Problem —
Reproduce each of the following lines word for word, keeping every number and punctuation mark unchanged.

Available data —
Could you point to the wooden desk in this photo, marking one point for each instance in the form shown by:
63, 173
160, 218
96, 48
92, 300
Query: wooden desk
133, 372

The completed task —
Could you point to the wooden desk in this photo, marking one point for each instance in the form shown by:
63, 173
160, 218
96, 48
92, 300
Query: wooden desk
133, 372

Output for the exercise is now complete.